_Explora el material_:
a. Responde las siguientes preguntas con lo que dice el texto sobre la socialdemocracia:
(i) ¿Con qué tendencias rompió?
(ii) ¿Con qué imagen se describe la economía de mercado?
(iii) ¿En qué región predominó el gran consenso de las décadas de la posguerra?
b. Copia literalmente el fragmento del texto sobre la socialdemocracia que empieza en las palabras "Desde su ruptura" y termina después de "obras de Marx.".
c. Prosigue el texto sobre la socialdemocracia a partir de su última oración.

_Sección del documento_:
>>>

Desde su ruptura con las tendencias maximalistas inspiradas por el bolchevismo ruso supo dirigirse hacia una afirmación clara y consecuente del valor de la democracia, a la vez que se alejó del escenario apocalíptico sobre el fin necesario del capitalismo descrito en las obras de Marx.
Rechazó la idea de la polarización social inevitable producto del desarrollo capitalista así como la profecía acerca de la constante pauperización de las masas trabajadoras, orientándose hacia el trabajo sindical y político en pos de reformas sociales e incrementos salariales que hiciesen posible un paulatino mejoramiento de las condiciones generales de vida de los trabajadores. Finalmente entendió que la economía de mercado es la gallina de los huevos de oro del progreso y que por ello hay que cuidarla en vez de perseguir su destrucción.
Esas fueron las bases del gran consenso que predominó en Europa occidental durante las décadas de la posguerra, consolidando un pacto social de notable vigor pero que también tuvo su precio: el crecimiento de un Estado de bienestar desmesurado y regulaciones asfixiantes que terminaron deteriorando el dinamismo de la economía de mercado y condenando a Europa occidental a un estancamiento relativo que se hizo cada vez más notorio hacia fines del siglo recién pasado. Estos problemas no fueron nunca enfrentados con decisión, optándose por una actitud defensiva de los derechos conquistados que, coincidiendo con el paso a la sociedad posindustrial, la presión de la globalización y una desindustrialización difícil de contener, terminó minando tanto la eficacia política como la base de sustentación de la socialdemocracia.

<<<

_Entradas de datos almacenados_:

>>>

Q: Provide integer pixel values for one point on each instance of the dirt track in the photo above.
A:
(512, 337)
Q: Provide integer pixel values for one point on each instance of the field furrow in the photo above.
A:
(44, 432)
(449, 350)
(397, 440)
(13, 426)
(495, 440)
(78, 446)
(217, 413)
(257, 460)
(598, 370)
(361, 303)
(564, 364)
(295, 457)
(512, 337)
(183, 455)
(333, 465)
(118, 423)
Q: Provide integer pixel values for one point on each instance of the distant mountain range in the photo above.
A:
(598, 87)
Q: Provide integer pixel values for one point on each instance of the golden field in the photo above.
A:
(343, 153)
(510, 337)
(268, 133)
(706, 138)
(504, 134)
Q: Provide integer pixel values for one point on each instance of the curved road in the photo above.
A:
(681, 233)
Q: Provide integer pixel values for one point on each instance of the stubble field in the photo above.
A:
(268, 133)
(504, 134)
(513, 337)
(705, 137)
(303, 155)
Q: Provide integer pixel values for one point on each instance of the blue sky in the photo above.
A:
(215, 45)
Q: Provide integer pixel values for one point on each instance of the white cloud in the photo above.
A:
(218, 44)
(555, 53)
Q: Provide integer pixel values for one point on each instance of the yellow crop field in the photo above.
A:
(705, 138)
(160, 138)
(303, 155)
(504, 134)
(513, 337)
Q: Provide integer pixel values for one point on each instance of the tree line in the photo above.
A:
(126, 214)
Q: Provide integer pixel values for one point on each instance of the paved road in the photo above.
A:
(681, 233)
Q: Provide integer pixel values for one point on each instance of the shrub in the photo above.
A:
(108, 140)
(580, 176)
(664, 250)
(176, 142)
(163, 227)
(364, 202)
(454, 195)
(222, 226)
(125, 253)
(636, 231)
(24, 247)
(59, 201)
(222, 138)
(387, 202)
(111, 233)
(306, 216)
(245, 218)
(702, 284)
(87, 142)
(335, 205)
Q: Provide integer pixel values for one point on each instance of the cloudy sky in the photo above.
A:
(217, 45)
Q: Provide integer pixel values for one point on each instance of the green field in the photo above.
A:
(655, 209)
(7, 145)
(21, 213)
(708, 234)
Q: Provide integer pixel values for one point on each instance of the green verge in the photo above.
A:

<<<

_Lista de respuestas_:
a.
(i) Con las tendencias maximalistas inspiradas por el bolchevismo ruso.
(ii) Como la gallina de los huevos de oro del progreso.
(iii) En Europa occidental.

b.
Desde su ruptura con las tendencias maximalistas inspiradas por el bolchevismo ruso supo dirigirse hacia una afirmación clara y consecuente del valor de la democracia, a la vez que se alejó del escenario apocalíptico sobre el fin necesario del capitalismo descrito en las obras de Marx.

c.
En ese contexto, los sectores obreros iniciaron una masiva migración hacia partidos nacional-populistas al estilo del Frente Nacional francés, que pronto se transformarían en los nuevos partidos proletarios de Europa. Ese es el triste predicamento actual de la socialdemocracia europea, devastada por su propia incapacidad de elaborar políticas de futuro y la presión de esta “nueva izquierda” que le quita su rol tradicional de defensora del pueblo trabajador y de la comunidad nacional.
En Chile nunca tuvimos una verdadera socialdemocracia. La razón básica de ello es la transformación masiva del Partido Obrero Socialista (POS, fundado en 1912) en Partido Comunista y su bolchevización en la década de 1920. Este es un hecho único ya que lo normal fue la división de los viejos partidos socialistas, adoptando su mayoría una orientación socialdemócrata como la ya descrita. En ello jugó un papel clave la fascinación de su gran líder, Luis Emilio Recabarren, por la revolución encabezada por Lenin. Así, en lugar de un partido democrático y reformista tuvimos una filial de la Internacional Comunista que en 1923 proclamó la implantación de la dictadura del proletariado por la vía violenta como único camino para alcanzar sus objetivos.
El surgimiento del Partido Socialista en los años 30 no llenó ese vacío dados sus orígenes golpistas, su tendencia confrontacional, su anticapitalismo y su orientación hacia la instauración de una “dictadura de trabajadores”, como se establece en su Declaración de Principios de 1933. Ello derivó, en los años 60, en su adopción plena del marxismo-leninismo y la prédica de la confrontación armada como única vía para llegar al socialismo.
La reflexión autocrítica posterior revaluó el significado de la democracia y alejó a los socialistas de aquel extremismo que tanto contribuyó al colapso de la democracia chilena en los años 70. Pero esa reflexión nunca llegó a alcanzar la madurez de la socialdemocracia europea y su adopción plena de la economía social de mercado como modelo de desarrollo. El no haberlo logrado le impidió, entre otras cosas, aprender del desarrollo de la socialdemocracia más avanzada, la nórdica, y su proyecto de modernización del Estado de bienestar a través de la reducción del Estado, la cooperación público-privada y la creación de un pujante capitalismo del bienestar.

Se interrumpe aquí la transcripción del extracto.